*Instructions to follow*: Lines that include the word "below" should be copied from the listing that follows.
:: Data to examine
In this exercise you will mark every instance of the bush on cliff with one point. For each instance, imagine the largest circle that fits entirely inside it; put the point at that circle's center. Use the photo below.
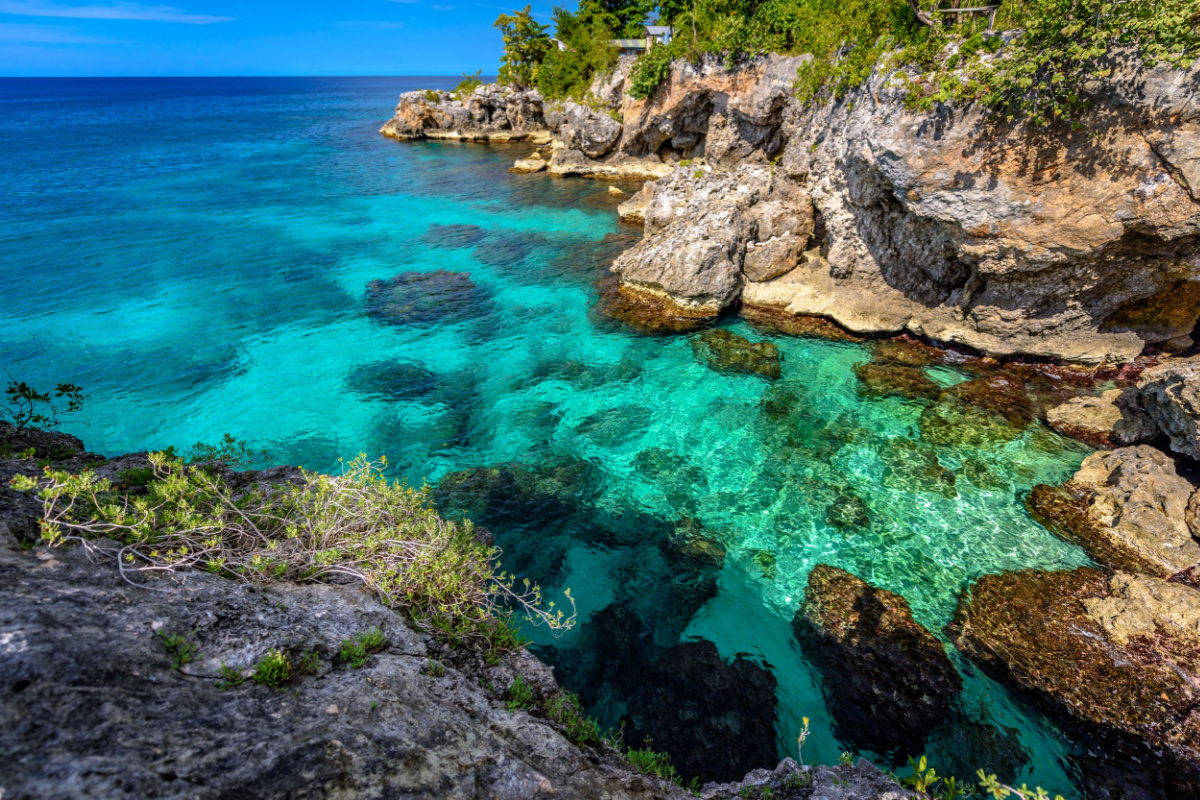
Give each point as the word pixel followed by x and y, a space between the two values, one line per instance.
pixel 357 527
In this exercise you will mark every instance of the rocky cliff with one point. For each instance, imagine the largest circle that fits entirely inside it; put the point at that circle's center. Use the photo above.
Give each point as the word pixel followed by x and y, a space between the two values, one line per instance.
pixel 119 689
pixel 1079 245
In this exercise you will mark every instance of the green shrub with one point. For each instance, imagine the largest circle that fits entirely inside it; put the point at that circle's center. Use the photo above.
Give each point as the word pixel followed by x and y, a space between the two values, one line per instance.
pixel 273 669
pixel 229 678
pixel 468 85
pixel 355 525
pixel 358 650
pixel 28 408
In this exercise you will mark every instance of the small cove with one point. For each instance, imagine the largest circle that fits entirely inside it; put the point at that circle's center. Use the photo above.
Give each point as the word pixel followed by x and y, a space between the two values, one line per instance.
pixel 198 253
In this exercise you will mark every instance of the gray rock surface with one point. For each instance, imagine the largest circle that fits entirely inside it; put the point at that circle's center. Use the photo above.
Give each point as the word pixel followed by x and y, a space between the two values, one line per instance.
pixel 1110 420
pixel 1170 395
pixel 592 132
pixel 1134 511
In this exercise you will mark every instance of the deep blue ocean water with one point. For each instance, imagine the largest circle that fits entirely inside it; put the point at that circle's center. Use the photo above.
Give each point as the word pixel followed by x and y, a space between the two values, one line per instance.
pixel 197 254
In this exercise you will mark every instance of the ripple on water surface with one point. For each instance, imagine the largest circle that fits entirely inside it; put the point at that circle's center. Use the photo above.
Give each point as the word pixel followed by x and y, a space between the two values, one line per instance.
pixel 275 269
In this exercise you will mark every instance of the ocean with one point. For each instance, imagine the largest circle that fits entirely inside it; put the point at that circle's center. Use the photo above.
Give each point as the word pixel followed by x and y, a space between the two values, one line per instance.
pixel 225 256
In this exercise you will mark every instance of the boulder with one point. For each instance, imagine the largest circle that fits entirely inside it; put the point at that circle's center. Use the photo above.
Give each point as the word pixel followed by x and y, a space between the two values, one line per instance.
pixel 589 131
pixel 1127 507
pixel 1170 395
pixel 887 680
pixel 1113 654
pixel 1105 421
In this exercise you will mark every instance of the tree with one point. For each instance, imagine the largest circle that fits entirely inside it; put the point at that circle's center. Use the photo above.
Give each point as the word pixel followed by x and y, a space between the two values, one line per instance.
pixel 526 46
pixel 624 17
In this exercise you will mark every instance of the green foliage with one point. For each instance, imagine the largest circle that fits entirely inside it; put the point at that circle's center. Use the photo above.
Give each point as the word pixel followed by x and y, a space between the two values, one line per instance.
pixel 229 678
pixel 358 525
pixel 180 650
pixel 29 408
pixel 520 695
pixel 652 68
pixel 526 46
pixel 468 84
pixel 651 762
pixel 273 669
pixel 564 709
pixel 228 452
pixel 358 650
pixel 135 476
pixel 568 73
::::
:: Data to examine
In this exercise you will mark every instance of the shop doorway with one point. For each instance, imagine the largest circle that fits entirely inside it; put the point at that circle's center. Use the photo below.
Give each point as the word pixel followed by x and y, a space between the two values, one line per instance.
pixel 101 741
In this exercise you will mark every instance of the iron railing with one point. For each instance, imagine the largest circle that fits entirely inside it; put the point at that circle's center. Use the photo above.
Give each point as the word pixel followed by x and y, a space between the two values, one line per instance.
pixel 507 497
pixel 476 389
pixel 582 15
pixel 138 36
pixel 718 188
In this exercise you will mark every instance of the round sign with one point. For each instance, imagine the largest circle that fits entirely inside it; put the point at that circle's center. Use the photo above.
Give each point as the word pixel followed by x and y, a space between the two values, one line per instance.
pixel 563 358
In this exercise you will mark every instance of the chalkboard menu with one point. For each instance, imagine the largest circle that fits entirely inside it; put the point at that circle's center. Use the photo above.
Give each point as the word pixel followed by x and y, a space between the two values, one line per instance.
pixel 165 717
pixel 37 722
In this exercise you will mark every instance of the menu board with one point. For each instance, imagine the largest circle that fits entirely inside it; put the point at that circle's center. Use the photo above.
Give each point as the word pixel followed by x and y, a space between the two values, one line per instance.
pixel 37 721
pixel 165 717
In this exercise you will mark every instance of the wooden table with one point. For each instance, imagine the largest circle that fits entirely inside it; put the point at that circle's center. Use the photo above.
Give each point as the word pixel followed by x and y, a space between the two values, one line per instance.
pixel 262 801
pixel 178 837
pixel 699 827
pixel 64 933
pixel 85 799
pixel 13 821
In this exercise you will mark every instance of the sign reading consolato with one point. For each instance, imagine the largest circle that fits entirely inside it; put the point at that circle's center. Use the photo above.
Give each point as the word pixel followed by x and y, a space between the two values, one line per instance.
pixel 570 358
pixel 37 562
::::
*Response area*:
In this exercise you will mark every instance of the bush on cliff with one point. For each instance, imagine the largest circle that fits entirely inside it; put the point at that circle's center. Use the photo below.
In this exercise you will mark every instance of the shop doorway with one point. For each instance, imagine the largest circle that fits entirely inside it; put the point at that circle's center. Use the photo below.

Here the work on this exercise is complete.